- What is required
Leave the pictures out while you restate every entry below word for word.

- Data supplied
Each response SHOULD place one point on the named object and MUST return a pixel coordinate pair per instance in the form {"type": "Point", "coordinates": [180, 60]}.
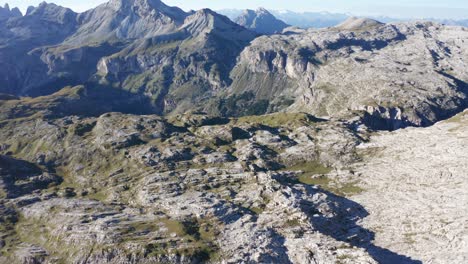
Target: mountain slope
{"type": "Point", "coordinates": [179, 69]}
{"type": "Point", "coordinates": [6, 13]}
{"type": "Point", "coordinates": [261, 21]}
{"type": "Point", "coordinates": [395, 74]}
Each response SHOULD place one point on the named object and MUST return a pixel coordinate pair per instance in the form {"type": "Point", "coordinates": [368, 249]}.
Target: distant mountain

- Answer to the exercise
Each response SHOULD place one point on the named object and MUST return a pixel coordinate pair per instance in the form {"type": "Point", "coordinates": [180, 60]}.
Target: mountain slope
{"type": "Point", "coordinates": [179, 69]}
{"type": "Point", "coordinates": [6, 13]}
{"type": "Point", "coordinates": [261, 21]}
{"type": "Point", "coordinates": [395, 74]}
Each response SHOULD place one point on the named object and MUST return a pixel coordinate pair per instance in the form {"type": "Point", "coordinates": [368, 249]}.
Target: distant mountain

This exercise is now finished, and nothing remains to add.